Usando os dados originais de 2018, os pesquisadores criaram um modelo de afinamento cortical esperado durante a adolescência. Mais de 80% dos participantes retornaram para o segundo conjunto de medições, em 2021. Ao comparar os exames, os cientistas notaram que os cérebros dos voluntários sofreram um efeito de redução volumétrica acelerado, algo mais pronunciado entre as meninas.

Os efeitos do afinamento cortical nas participantes foram vistos em todo o cérebro, nos seis lobos e em ambos os hemisférios. Nos adolescentes do sexo masculino, porém, as alterações foram observados apenas no córtex visual. Patricia Kuhl, vice-diretora do I-Labs, acredita que essa diferença pode ser porque, geralmente, as meninas dão mais importância à interação social do que os meninos. 

Relacionamentos

"As adolescentes do sexo feminino geralmente dependem mais dos relacionamentos com outras meninas, priorizando a capacidade de se reunir, conversar entre si e compartilhar sentimentos. Os meninos tendem a se reunir para atividade física", destaca a neurocientista. Quando medido em termos do número de anos de desenvolvimento cerebral, a aceleração média foi de 4,2 anos em mulheres e 1,4 anos em homens. "O que a pandemia realmente parece ter feito foi isolar as meninas. Todos os adolescentes ficaram isolados, mas as meninas sofreram mais. Isso afetou seus cérebros de forma muito mais dramática", acredita Kuhl.

Atividade proposta: Dê continuidade ao texto sobre o afinamento cortical acelerado em adolescentes a partir do ponto em que ele termina. As linhas de dados não fazem parte deste trabalho.

Linhas de dados:
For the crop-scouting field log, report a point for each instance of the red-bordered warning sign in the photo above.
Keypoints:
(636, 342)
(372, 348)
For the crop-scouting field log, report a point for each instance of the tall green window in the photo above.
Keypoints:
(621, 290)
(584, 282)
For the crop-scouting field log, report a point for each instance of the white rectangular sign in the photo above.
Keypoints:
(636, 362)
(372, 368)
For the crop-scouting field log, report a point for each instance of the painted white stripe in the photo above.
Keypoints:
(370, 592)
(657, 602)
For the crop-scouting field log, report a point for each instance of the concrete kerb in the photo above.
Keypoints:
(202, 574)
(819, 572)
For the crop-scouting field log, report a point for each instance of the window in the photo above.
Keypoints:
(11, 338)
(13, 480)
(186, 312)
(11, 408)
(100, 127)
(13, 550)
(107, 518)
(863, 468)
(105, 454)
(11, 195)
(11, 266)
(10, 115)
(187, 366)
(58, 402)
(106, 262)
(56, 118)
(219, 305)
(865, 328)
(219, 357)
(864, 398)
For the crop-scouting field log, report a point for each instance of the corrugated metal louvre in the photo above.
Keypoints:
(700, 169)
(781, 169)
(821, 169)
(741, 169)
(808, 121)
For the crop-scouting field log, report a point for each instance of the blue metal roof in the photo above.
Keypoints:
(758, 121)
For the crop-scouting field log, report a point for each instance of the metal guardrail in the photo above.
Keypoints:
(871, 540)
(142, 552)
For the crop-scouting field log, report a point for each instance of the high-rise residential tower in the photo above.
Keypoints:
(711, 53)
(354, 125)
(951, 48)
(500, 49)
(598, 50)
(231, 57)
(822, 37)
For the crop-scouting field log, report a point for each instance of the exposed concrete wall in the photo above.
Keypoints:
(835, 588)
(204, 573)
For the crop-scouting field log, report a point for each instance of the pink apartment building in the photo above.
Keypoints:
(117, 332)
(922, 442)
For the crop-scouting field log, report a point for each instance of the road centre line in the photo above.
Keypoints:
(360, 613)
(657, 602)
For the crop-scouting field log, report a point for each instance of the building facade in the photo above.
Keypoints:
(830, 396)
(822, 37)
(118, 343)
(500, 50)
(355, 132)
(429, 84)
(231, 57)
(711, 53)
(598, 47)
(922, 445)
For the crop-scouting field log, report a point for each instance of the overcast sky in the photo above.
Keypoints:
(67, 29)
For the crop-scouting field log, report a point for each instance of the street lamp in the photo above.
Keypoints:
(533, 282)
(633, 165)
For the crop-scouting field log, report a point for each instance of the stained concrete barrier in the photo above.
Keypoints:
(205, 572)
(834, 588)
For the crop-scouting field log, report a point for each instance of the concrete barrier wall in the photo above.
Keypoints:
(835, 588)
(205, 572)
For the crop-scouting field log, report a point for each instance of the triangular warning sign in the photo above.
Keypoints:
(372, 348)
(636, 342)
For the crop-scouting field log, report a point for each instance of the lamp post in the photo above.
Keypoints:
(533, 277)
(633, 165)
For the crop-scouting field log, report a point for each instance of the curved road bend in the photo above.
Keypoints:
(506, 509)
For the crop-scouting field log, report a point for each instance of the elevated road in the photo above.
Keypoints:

Resposta da atividade:
A pesquisadora observa que é improvável que o córtex cerebral ganhe espessura. Porém, há outras maneiras de o cérebro se recuperar, como passar a afinar mais lentamente ao longo do tempo. "É possível que haja alguma recuperação", diz Kuhl. "Por outro lado, também é possível imaginar que a maturação cerebral permanecerá acelerada nesses adolescentes." Ela destaca a necessidade de mais estudos. 

Para Richard Bethlehem, professor de Neuroinformática da Universidade de Cambridge, no Reino Unido, os resultados precisam ser revalidados por mais pesquisas. "Primeiramente, as amostras são bem pequenas, então precisamos ser cautelosos para não generalizar essas descobertas para todos os adolescentes", diz. "Mesmo se essas mudanças sejam estabelecidas em estudos posteriores, mais trabalho precisa ser feito para avaliar quais fatores durante a pandemia são responsáveis por essas mudanças, pois há muitos outros, além do lockdown, que precisam ser considerados e estudados."

Ignacio Morgado, professor de psicobiologia da Universidade de Barcelona, na Espanha, lembra que doenças poderiam também provocar as mudanças morfológicas observadas nos participantes. "O estudo e seus resultados são de especial interesse porque abrem a porta para considerarmos e investigarmos possíveis fatores ambientais, incluindo processos infecciosos, que podem modificar a velocidade de maturação cerebral em adolescentes."

 


O que já se sabe, hoje, sobre os impactos do isolamento social na saúde mental de adolescentes?
Durante o isolamento, houve uma intensificação do contato com o próprio mundo interno, muitas vezes não mediado pelos laços sociais que ajudam a integrar desejos, angústias e defesas. O ambiente, que antes funcionava como um campo para projeções e identificações, foi limitado ao espaço doméstico, gerando um empobrecimento do "outro" como objeto de construção do sujeito.

Quais são as principais queixas, no consultório, de pessoas que eram adolescentes ou crianças na época do isolamento?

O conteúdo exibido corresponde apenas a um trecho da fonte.